[EXTRACT TO READ]
Ancient beings in the Bristlecone Pine Forest, California
In early April, when Death Valley had finally, finally started to lose some of its gleam, we jumped back on the road. And an hour’s scoot to the east of Bishop, up the road from Big Pine, arrived at the Bristlecone Pine Forest nestled in the White Mountains at 11,000-feet. Plummeting temperatures and snow-lined roads notwithstanding, wow wee, entering the land of the ancients was home to the oldest recorded living things on earth.
“Just look how withered, twisted and gnarly that one is. And that one,” Jase commented. Well, how would you look if you were 5,000 years old? I mused. Sometimes his mouth had a life of its own, an existence beyond its earthly owner. The Great Basin Bristlecones were past celebrating birthdays. Fairytale-like, many reminded me of the Hometree of the Omaticaya clan in the movie Avatar. Sculpted and stunted by thousands of years of exposure to barren soil, drought, wind-whipped sand and ice—the hardy trees survive to a great age not in spite of the cold, dry, wind-tortured conditions in the mountains—but because of them.
Our next sortie at Mono Lake could wait. Raging winds with a banshee moan competed with gusting side winds on a par with those in Patagonia. It filled my mouth, parted and viciously snapped my hair, making me grunt like a professional tennis player leaning into it. “Arrgh!”—it was so loud that I couldn’t discern any identifiable sound, nothing but an ear-damaging, tinnitus-inducing sound that rearranged my atoms and quashed thought. On top, sub-zero nighttime temperatures and the onset of snow forced us to push through 250-miles from Big Pine, California.

[Named-object pointing records]
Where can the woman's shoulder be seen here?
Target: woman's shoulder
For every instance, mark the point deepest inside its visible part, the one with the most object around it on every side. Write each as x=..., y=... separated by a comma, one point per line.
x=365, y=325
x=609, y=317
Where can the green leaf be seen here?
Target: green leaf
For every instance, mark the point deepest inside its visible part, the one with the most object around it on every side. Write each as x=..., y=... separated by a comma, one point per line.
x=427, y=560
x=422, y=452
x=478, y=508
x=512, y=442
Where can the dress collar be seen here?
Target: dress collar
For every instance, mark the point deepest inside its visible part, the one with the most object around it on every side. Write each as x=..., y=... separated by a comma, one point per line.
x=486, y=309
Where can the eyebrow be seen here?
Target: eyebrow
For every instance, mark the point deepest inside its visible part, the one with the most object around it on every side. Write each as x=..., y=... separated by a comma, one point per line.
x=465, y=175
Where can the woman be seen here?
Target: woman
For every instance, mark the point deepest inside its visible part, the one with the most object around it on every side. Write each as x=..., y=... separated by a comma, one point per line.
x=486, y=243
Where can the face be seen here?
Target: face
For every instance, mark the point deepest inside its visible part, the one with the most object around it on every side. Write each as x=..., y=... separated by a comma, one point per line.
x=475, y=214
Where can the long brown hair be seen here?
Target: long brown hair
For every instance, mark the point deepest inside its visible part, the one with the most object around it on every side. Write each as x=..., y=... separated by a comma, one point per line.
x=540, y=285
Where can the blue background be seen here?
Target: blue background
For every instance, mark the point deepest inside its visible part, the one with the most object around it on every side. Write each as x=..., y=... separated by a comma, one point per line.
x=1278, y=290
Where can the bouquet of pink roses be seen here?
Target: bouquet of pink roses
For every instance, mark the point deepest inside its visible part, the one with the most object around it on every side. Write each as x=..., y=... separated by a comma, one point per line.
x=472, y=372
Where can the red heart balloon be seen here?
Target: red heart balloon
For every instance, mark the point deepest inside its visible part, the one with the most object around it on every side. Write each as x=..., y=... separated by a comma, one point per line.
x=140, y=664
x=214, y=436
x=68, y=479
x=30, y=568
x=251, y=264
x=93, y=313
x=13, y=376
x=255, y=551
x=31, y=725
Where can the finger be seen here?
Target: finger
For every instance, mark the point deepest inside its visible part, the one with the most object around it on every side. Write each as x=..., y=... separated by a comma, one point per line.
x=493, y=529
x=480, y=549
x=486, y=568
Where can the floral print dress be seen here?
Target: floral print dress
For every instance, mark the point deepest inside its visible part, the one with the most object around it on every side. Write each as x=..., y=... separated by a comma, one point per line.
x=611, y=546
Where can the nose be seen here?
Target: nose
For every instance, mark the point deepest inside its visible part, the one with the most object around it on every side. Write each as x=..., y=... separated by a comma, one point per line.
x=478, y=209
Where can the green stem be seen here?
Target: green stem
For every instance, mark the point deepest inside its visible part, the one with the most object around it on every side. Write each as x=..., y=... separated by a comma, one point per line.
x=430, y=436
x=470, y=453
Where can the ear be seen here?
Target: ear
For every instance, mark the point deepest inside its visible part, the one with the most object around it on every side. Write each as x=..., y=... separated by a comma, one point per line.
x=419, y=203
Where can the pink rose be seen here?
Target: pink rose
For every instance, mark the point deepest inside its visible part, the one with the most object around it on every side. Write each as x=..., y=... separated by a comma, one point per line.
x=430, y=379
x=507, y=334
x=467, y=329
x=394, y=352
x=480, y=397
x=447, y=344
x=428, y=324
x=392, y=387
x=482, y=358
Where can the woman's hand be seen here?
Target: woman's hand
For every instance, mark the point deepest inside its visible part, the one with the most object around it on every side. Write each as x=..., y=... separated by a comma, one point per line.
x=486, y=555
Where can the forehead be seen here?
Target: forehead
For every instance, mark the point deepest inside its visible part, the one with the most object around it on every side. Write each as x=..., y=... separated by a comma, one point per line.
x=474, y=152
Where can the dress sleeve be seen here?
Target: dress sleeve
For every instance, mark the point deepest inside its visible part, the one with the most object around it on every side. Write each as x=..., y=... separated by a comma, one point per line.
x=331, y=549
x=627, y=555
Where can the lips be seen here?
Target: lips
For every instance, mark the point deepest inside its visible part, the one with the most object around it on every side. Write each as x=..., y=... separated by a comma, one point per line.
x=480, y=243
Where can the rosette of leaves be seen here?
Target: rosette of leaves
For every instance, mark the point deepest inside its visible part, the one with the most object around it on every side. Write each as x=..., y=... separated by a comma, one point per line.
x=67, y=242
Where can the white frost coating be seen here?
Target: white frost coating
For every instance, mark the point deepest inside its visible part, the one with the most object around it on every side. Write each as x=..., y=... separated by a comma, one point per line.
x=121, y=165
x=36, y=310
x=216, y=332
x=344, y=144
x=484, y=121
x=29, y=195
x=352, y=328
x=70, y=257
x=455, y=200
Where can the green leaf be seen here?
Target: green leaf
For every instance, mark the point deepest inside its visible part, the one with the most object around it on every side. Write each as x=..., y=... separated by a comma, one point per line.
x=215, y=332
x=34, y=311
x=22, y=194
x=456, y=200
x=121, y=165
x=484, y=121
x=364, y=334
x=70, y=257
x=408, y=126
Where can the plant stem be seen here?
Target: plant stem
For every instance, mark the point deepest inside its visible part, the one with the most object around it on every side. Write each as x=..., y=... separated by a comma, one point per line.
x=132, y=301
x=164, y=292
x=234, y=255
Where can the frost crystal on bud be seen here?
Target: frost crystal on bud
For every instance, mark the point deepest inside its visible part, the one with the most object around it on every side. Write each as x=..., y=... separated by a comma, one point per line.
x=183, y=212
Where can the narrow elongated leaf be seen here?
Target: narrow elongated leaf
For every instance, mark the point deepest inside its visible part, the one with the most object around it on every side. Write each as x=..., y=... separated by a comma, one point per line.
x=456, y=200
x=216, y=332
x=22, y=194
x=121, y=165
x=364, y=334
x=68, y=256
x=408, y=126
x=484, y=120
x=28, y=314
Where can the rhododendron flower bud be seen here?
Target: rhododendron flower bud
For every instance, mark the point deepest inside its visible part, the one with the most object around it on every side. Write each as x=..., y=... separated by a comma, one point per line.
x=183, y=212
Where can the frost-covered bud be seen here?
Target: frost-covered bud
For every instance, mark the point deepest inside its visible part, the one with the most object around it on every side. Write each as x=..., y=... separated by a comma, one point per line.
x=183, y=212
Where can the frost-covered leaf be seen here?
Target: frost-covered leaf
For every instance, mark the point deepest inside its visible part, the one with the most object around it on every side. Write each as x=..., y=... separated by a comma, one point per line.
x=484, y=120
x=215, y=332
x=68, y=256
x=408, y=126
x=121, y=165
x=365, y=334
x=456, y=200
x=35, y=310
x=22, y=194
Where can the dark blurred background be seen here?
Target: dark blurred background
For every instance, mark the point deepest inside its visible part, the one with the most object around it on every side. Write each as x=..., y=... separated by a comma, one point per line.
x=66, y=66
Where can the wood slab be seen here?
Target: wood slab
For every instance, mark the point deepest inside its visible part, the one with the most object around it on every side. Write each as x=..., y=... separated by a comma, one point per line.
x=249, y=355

[GOALS]
**a)** From the Bristlecone Pine Forest account, rewrite the passage starting at "Our next sortie" and ending at "Big Pine, California.", replacing "Mono Lake" with "Lake Tahoe".
**b)** Answer these questions about the Bristlecone Pine Forest account:
(i) At what elevation in the White Mountains is the forest nestled?
(ii) In which movie does the Hometree that many of the trees recalled appear?
(iii) How many miles from Big Pine did the travelers push through?

[TASK-BY-TASK ANSWERS]
**a)**
Our next sortie at Lake Tahoe could wait. Raging winds with a banshee moan competed with gusting side winds on a par with those in Patagonia. It filled my mouth, parted and viciously snapped my hair, making me grunt like a professional tennis player leaning into it. “Arrgh!”—it was so loud that I couldn’t discern any identifiable sound, nothing but an ear-damaging, tinnitus-inducing sound that rearranged my atoms and quashed thought. On top, sub-zero nighttime temperatures and the onset of snow forced us to push through 250-miles from Big Pine, California.

**b)**
(i) 11,000 feet
(ii) Avatar
(iii) 250 miles